§ **AIM OF THE TASK**: Return the lines below that carry the word "wooden".

○ ○ ○

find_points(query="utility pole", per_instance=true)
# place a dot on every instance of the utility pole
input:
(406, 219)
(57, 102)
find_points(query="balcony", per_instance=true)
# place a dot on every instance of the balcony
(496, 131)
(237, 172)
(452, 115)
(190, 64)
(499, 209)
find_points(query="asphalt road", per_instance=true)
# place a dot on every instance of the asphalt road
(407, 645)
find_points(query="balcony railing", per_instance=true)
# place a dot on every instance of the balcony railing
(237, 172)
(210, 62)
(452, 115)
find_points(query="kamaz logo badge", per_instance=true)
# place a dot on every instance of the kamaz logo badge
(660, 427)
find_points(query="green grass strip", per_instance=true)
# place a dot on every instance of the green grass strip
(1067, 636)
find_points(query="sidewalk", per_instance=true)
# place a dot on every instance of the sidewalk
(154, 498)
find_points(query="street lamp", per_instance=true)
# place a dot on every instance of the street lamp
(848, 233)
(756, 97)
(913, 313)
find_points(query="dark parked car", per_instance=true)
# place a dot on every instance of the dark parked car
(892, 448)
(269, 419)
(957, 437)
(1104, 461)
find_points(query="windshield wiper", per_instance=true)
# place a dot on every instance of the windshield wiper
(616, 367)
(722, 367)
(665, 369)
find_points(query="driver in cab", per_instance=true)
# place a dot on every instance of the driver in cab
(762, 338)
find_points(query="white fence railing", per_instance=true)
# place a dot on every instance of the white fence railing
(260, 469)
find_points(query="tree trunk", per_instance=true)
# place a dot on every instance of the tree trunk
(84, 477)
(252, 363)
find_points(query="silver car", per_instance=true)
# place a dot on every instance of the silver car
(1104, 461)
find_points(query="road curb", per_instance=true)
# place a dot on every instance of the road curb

○ ○ ○

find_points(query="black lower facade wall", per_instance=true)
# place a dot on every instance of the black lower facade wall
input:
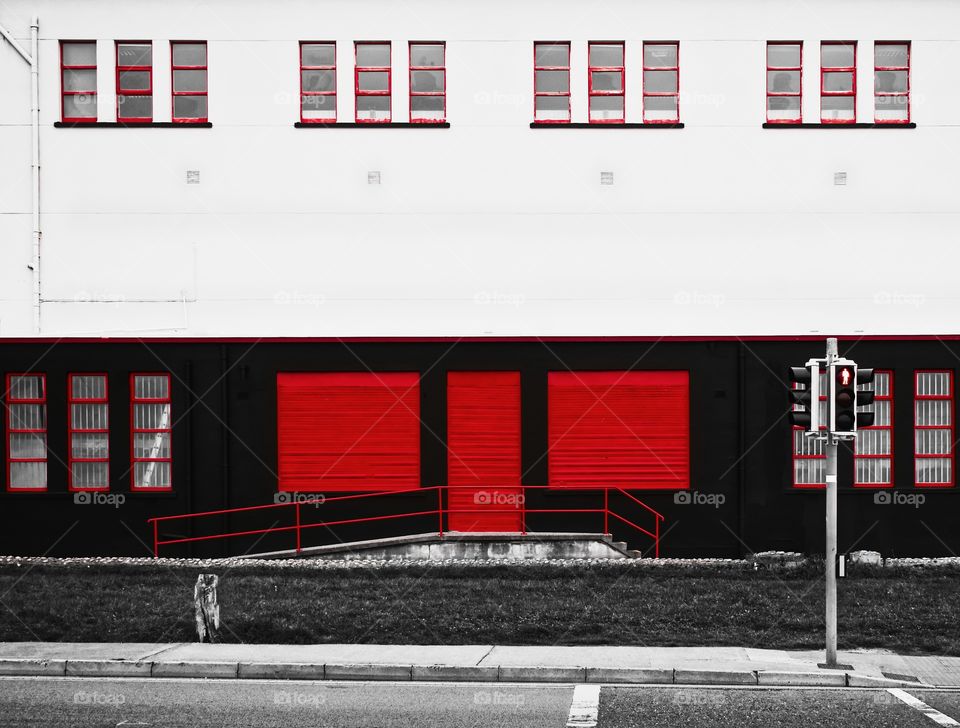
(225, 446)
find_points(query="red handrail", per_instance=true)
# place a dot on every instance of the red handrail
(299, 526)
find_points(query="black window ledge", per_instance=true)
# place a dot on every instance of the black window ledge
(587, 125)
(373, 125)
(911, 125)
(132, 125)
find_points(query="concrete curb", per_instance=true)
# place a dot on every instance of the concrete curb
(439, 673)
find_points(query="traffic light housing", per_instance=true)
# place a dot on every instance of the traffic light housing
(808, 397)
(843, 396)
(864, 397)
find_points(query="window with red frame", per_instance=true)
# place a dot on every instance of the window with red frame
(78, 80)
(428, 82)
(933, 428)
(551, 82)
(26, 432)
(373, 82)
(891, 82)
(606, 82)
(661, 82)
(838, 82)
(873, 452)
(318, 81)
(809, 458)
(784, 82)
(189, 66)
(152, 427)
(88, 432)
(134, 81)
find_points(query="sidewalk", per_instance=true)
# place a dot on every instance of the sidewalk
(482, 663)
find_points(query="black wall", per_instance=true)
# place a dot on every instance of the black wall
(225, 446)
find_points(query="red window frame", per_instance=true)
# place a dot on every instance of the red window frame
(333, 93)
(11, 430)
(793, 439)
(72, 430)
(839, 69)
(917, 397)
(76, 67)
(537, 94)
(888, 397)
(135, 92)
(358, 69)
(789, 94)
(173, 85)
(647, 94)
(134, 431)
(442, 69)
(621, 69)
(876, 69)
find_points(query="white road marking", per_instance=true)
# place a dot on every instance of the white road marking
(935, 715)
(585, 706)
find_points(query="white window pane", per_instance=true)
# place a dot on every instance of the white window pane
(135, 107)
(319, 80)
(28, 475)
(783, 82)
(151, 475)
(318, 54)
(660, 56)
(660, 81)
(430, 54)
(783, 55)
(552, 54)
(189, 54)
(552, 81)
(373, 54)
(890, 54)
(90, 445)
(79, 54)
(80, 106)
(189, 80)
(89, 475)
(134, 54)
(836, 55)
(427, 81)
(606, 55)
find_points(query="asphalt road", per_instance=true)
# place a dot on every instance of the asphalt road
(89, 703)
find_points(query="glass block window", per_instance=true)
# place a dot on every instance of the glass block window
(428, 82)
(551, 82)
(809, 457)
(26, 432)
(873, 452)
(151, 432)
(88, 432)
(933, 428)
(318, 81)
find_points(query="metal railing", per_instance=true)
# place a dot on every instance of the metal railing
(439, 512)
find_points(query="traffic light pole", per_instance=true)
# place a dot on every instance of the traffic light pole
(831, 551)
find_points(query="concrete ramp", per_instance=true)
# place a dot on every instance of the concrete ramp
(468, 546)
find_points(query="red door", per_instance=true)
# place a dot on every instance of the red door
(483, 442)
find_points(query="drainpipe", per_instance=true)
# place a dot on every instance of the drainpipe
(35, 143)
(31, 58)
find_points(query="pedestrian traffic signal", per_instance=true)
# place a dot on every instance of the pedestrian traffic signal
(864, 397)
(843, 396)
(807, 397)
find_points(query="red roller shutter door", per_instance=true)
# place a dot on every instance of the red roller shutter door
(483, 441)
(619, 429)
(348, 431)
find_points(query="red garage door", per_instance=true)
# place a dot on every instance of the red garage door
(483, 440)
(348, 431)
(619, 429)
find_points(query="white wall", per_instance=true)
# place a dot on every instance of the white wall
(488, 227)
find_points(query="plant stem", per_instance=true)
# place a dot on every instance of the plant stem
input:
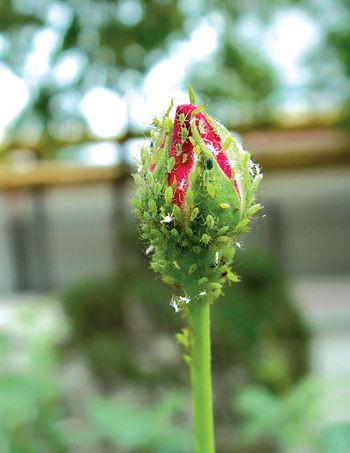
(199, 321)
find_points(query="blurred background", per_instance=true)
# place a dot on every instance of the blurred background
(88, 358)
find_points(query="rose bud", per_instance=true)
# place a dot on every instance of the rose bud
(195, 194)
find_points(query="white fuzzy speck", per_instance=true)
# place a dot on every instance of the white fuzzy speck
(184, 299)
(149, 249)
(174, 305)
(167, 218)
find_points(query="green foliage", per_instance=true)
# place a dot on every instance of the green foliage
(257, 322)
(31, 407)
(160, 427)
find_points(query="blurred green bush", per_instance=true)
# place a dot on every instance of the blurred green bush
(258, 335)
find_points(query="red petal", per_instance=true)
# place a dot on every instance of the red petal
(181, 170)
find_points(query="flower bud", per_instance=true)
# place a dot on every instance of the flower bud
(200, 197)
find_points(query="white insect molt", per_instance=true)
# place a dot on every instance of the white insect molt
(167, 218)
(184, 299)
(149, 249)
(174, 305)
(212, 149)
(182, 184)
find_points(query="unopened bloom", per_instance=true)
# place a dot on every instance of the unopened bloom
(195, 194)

○ ○ ○

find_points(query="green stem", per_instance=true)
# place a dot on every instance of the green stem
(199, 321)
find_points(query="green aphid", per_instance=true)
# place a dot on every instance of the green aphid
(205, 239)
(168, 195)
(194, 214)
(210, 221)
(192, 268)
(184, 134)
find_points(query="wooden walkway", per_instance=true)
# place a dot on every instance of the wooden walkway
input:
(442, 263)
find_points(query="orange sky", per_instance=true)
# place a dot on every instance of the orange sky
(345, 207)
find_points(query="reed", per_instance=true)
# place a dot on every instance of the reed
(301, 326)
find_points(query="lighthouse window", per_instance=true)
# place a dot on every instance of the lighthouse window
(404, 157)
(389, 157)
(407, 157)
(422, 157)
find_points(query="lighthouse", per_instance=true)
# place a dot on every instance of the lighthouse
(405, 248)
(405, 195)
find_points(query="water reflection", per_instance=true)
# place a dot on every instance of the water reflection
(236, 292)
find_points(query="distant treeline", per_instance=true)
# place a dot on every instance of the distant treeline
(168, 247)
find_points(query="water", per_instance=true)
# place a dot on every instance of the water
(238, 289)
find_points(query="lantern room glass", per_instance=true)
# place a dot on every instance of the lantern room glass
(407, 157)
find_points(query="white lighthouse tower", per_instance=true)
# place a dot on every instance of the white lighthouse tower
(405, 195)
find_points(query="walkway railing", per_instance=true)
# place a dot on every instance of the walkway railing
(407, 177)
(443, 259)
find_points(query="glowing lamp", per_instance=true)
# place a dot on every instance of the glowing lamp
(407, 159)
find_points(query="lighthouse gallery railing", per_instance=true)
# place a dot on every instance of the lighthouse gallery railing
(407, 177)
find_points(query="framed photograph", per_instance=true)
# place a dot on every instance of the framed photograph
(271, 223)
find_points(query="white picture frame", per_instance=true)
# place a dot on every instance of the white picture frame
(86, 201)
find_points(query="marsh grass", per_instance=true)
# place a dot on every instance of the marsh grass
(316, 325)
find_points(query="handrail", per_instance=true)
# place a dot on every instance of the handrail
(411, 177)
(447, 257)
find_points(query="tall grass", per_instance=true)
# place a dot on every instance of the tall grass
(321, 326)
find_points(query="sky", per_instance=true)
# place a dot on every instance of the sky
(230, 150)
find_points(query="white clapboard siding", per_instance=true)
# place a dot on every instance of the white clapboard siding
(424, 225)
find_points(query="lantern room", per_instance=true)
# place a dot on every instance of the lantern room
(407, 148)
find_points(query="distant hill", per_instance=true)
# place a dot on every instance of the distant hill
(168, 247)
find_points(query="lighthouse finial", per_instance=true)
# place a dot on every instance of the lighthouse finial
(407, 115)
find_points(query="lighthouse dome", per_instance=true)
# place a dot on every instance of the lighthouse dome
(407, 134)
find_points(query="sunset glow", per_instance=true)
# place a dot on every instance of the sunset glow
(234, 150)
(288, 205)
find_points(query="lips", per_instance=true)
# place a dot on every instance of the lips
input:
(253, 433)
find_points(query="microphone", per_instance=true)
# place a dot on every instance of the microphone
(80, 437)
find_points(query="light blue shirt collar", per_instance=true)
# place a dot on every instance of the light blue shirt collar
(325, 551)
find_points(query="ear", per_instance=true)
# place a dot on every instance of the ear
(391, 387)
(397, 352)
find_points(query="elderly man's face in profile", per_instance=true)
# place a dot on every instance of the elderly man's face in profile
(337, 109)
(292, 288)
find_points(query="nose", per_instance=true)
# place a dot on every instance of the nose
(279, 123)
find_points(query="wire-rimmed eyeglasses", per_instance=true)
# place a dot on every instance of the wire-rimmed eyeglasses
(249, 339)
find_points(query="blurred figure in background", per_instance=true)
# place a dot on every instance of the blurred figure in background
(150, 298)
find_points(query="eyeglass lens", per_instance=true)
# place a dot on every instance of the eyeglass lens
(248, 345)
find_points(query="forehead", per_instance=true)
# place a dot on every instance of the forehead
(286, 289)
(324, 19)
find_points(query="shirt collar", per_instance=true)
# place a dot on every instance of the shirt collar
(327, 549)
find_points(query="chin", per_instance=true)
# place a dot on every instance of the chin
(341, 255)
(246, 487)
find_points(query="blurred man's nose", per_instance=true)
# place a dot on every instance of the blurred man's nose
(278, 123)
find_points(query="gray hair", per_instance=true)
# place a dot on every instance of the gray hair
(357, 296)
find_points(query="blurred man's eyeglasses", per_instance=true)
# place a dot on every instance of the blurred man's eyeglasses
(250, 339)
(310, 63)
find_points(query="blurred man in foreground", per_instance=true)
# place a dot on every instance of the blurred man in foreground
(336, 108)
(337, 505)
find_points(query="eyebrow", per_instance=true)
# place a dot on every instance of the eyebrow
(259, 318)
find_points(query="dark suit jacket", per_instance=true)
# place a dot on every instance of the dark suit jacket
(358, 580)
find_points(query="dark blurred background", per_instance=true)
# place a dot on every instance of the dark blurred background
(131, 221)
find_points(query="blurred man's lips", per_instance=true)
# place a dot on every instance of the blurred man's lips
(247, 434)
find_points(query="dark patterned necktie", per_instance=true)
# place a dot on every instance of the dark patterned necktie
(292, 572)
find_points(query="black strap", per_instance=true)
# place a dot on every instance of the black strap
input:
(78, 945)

○ ○ ○

§ **RESULT OF THIS TASK**:
find_points(query="wooden walkway", per_instance=true)
# place a dot on every instance of the wooden walkway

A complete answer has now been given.